Requirement
List every line of the rows below that contains the word "tool", treating uppercase and lowercase as different.

Task material

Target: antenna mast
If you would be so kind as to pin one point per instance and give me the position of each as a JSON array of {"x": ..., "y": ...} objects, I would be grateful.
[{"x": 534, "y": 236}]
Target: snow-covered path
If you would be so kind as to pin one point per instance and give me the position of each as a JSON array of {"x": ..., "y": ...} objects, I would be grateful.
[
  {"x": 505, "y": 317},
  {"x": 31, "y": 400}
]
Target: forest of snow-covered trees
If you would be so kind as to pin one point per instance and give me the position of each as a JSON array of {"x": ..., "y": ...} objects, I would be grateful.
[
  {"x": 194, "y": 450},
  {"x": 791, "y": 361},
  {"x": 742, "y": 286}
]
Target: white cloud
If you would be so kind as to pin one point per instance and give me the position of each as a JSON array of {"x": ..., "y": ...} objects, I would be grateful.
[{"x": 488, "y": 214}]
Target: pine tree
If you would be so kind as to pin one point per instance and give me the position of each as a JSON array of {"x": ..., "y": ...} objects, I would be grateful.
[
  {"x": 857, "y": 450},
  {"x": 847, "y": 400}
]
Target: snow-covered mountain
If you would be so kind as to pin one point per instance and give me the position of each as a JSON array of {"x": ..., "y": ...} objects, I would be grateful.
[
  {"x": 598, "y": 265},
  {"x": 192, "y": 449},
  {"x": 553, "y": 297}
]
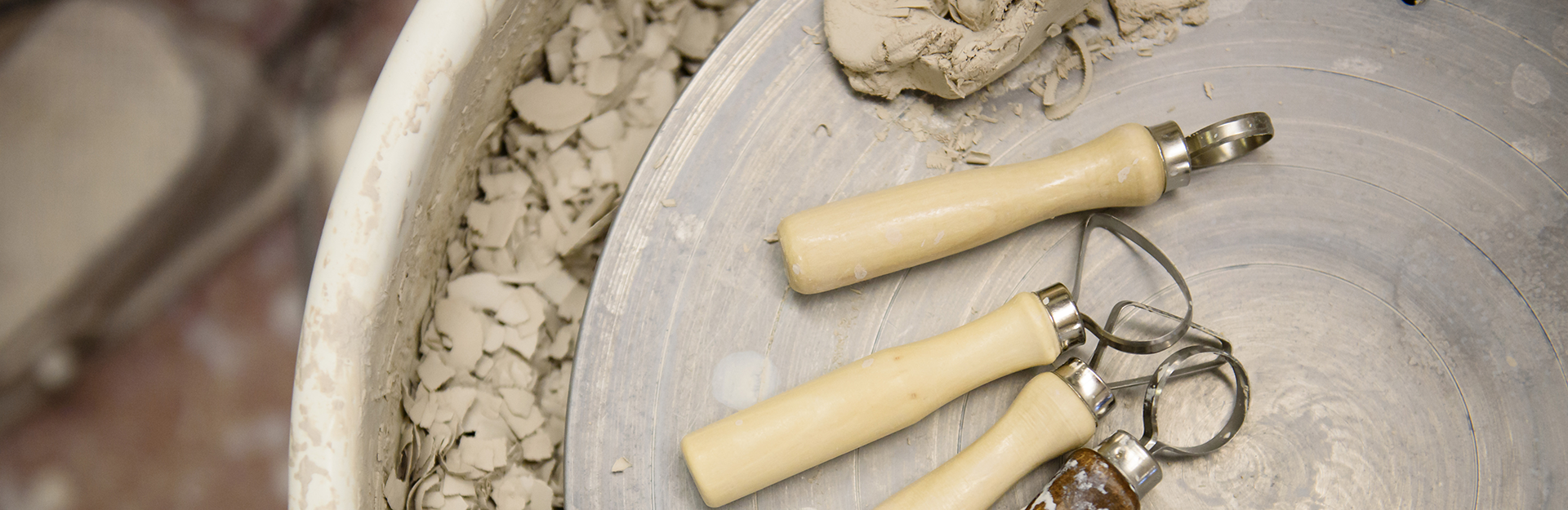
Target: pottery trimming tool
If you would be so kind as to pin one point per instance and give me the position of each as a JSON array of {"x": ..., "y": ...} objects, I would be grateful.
[
  {"x": 875, "y": 233},
  {"x": 1031, "y": 432},
  {"x": 893, "y": 388},
  {"x": 1121, "y": 470}
]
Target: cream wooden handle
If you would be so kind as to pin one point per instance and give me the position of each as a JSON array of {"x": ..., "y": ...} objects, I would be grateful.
[
  {"x": 1046, "y": 419},
  {"x": 871, "y": 235},
  {"x": 864, "y": 401}
]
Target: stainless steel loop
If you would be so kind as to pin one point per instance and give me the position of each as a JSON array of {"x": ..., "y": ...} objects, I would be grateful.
[
  {"x": 1134, "y": 346},
  {"x": 1152, "y": 399},
  {"x": 1116, "y": 320},
  {"x": 1228, "y": 140}
]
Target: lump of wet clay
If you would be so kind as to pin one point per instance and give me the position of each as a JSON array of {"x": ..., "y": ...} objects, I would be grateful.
[{"x": 888, "y": 46}]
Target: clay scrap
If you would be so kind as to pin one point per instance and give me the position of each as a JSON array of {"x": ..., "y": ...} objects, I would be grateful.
[{"x": 487, "y": 409}]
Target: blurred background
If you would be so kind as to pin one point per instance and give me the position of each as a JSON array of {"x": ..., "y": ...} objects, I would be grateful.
[{"x": 167, "y": 171}]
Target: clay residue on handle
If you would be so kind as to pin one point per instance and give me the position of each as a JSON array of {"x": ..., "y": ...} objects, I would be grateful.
[
  {"x": 742, "y": 379},
  {"x": 888, "y": 46},
  {"x": 1087, "y": 481}
]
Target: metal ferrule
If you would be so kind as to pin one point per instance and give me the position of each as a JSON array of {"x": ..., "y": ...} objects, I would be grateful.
[
  {"x": 1174, "y": 149},
  {"x": 1134, "y": 462},
  {"x": 1063, "y": 315},
  {"x": 1089, "y": 387}
]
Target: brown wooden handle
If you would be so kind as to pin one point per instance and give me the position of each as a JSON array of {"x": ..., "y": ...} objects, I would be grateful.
[
  {"x": 871, "y": 235},
  {"x": 1046, "y": 419},
  {"x": 1087, "y": 481},
  {"x": 866, "y": 401}
]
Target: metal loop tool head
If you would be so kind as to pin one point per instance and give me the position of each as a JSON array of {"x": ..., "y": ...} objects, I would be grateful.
[
  {"x": 1209, "y": 146},
  {"x": 1120, "y": 343},
  {"x": 1157, "y": 384}
]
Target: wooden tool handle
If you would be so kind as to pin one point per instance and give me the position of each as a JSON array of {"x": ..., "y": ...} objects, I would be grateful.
[
  {"x": 1087, "y": 481},
  {"x": 1045, "y": 421},
  {"x": 871, "y": 235},
  {"x": 864, "y": 401}
]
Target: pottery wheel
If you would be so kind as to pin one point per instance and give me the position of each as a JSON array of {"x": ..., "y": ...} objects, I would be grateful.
[{"x": 1392, "y": 266}]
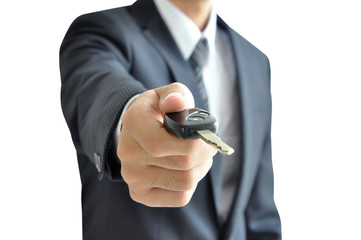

Solution to this exercise
Target: pottery trimming tool
Target: metal loop tool head
Target: wooden tool handle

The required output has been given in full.